- TEKST DO ANALIZY:
※

Nietypowa akcja w Nowej Zelandii. Liderzy gangów promują szczepienia
Siedmiu przywódców ulicznych gangów w Nowej Zelandii zachęca do przyjmowania szczepień przeciw COVID-19. Pomysłodawcą tej nietypowej akcji jest maoryski polityk.
Jedną z osób występujących w czterominutowym nagraniu jest Denis O’Reilly, który w 1972 r. dołączył jako 19-latek do gangu Black Power. – Myślę, że miałem całkiem udane życie (…) . Zrobiłem kilka strzałów, w tym dwa przeciwko COVID – mówi mężczyzna i pyta widzów, czy zrobią to samo.
– Tu nie chodzi o gangi, ale o całą naszą rodzinę – przekonuje Harry Tam z grupy przestępczej Mongrel Mob. I podkreśla, że nie chodzi o to, iż "rząd coś nakazuje, ale o to, że rząd słucha ekspertów, a ci nakłaniają do szczepień, by chronić siebie i innych".
Śmiały ruch ministra
Steven Daley z grupy Head Hunters twierdzi z kolei, że nie zamierza nikomu nakazywać zaszczepienia, gdyż "chce, aby wszyscy podjęli świadomą decyzję". Paula Ormsby z Mongrel Mob Waikato Kingdom zwraca się natomiast do Maorysów, aby zaciągnęli opinii rdzennych medyków, jeśli czują się niedoinformowani ws. dostępnych na rynku szczepionek przeciw COVID-19.

※

- ZEBRANY MATERIAŁ:
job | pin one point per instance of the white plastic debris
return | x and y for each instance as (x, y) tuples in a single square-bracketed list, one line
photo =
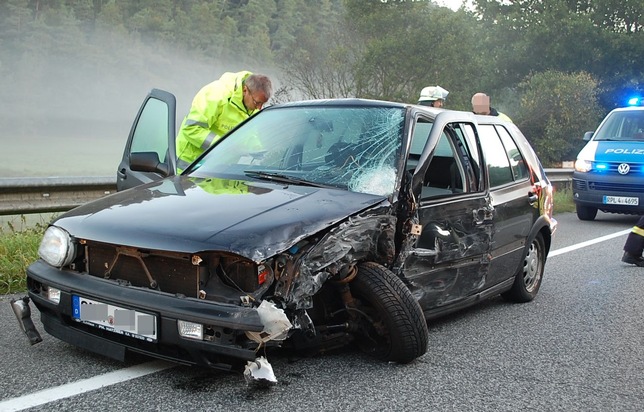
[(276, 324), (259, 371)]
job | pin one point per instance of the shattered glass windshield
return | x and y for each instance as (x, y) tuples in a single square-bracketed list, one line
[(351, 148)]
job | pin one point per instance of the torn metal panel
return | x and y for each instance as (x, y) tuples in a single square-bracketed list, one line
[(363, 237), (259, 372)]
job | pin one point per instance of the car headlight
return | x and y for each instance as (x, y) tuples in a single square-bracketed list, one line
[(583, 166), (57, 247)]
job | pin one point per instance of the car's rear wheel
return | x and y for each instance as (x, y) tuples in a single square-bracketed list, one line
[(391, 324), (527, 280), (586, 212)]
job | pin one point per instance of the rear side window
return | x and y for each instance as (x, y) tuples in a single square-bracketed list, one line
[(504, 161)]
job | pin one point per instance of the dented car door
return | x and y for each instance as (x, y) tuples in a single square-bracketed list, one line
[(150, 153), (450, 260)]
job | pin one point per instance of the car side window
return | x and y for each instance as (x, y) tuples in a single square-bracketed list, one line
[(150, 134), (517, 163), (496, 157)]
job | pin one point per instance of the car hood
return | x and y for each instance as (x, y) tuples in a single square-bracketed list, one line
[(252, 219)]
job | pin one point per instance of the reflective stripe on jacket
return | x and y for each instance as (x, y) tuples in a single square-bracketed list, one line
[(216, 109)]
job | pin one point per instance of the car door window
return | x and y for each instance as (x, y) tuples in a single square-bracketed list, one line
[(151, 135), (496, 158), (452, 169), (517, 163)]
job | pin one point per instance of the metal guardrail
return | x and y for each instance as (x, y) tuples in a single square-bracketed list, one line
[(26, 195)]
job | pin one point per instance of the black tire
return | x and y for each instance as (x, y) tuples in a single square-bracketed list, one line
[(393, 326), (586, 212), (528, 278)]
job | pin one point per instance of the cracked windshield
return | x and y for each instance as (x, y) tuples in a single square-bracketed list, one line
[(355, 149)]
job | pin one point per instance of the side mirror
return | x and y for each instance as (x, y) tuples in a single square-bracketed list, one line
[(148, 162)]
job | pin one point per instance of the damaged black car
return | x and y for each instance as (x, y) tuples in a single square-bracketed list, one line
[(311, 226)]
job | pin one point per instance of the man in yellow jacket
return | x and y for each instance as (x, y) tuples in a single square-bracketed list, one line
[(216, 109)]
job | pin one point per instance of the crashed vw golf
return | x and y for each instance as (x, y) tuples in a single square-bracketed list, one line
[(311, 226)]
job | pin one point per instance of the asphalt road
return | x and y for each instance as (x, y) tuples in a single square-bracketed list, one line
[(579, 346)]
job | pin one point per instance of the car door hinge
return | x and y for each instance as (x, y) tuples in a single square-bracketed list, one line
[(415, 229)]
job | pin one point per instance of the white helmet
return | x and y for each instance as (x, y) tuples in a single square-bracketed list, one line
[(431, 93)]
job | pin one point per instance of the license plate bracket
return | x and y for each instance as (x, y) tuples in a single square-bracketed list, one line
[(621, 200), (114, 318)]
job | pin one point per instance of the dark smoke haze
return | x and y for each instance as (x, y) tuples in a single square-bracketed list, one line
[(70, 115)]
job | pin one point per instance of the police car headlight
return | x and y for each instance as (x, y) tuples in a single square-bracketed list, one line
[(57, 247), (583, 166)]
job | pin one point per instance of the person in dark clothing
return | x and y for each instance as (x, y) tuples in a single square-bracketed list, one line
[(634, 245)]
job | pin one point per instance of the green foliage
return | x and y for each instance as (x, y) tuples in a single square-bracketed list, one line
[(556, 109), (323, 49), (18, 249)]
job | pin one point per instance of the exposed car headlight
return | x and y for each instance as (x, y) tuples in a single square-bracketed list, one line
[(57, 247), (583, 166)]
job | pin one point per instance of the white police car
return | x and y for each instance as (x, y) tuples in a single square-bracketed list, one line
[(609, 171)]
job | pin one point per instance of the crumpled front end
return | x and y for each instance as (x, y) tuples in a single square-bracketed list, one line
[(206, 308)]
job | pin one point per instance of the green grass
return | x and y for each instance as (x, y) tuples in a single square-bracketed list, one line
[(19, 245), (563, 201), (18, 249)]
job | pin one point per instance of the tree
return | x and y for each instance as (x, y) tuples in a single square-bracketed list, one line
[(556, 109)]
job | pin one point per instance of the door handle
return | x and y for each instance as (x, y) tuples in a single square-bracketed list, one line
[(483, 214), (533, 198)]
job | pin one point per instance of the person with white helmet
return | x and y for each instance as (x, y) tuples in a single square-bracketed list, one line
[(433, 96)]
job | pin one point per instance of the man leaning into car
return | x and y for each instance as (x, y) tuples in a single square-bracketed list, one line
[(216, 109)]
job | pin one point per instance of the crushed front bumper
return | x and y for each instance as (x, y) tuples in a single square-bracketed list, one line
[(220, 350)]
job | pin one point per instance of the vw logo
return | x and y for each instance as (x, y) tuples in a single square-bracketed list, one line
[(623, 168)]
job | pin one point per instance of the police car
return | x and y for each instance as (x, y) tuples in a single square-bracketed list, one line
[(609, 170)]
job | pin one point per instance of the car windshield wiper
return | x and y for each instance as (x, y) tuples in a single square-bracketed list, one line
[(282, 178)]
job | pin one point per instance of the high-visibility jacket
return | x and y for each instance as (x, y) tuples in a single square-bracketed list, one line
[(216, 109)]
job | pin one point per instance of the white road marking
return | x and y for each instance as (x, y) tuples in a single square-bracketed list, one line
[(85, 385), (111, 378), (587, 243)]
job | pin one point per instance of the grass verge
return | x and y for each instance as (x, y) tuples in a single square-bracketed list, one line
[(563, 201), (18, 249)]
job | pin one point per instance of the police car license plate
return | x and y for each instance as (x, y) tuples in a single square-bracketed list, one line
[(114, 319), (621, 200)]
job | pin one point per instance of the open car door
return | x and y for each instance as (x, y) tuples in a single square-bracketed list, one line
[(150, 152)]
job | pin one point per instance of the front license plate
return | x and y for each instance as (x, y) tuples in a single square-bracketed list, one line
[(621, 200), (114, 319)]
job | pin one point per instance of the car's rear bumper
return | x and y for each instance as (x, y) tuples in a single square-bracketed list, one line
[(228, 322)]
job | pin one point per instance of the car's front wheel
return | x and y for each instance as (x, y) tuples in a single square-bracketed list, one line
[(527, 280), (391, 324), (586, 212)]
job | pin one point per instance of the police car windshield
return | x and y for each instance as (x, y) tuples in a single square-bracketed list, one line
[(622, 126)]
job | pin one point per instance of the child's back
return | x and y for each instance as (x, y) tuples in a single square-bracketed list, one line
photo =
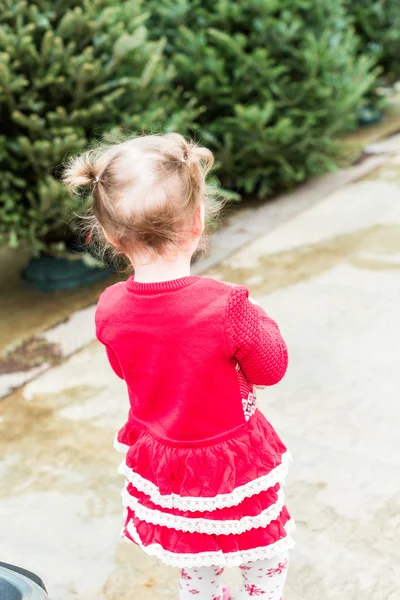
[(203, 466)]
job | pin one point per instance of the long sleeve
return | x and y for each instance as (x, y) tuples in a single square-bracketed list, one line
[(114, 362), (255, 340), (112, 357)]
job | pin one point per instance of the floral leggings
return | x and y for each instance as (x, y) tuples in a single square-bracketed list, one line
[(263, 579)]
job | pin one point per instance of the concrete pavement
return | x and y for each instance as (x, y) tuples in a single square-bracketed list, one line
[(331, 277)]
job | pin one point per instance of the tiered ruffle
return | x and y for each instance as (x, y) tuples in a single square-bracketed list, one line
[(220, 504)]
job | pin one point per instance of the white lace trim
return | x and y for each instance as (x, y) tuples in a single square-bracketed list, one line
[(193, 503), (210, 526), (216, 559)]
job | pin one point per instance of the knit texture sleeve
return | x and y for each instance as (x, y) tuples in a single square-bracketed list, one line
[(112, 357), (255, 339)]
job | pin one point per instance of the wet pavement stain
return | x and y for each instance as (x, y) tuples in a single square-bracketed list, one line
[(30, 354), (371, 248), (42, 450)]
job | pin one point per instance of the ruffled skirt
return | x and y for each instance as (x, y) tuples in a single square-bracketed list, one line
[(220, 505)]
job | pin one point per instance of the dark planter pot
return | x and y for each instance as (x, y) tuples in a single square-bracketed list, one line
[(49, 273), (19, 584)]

※

- CO ZROBIĆ A: Sprawdź, czy te zdania zgadzają się z tekstem o gangach i szczepieniach: (i) Denis O’Reilly dołączył do gangu Black Power w 1972 roku; (ii) Steven Daley chce wszystkim nakazać szczepienie; (iii) nagranie trwa dziesięć minut. Przy każdym napisz „tak” albo „nie” i przytocz słowa z tekstu, które o tym decydują.
- CO ZROBIĆ B: Do jakiej grupy należy Harry Tam według tekstu o gangach i szczepieniach?
- CO ZROBIĆ C: Podaj dalszy ciąg tekstu o gangach i szczepieniach, zaczynając zaraz po jego ostatnim zdaniu.

- ODPOWIEDŹ A:
(i) Tak – „w 1972 r. dołączył jako 19-latek do gangu Black Power”.
(ii) Nie – „nie zamierza nikomu nakazywać zaszczepienia”.
(iii) Nie – „w czterominutowym nagraniu”.

- ODPOWIEDŹ B: Do grupy przestępczej Mongrel Mob.

- ODPOWIEDŹ C:
Materiał powstał z inicjatywy Williego Jacksona, ministra ds. rozwoju Maorysów, który osobiście rozmawiał z gangsterami. Ostateczny kształt nadał nagraniu syn polityka – informuje Polska Agencja Prasowa.
Przytaczany przez PAP kryminolog dr Jarrod Gilbert ocenił, że decyzja Jacksona jest odważna, gdyż odtąd może być on kojarzony ze współpracy z grupami przestępczymi. Z drugiej strony – twierdzi ekspert – zainicjowana akcja jest przykładem tego, co "musi się wydarzyć, gdy chce się dotrzeć do trudno dostępnych grup społecznych".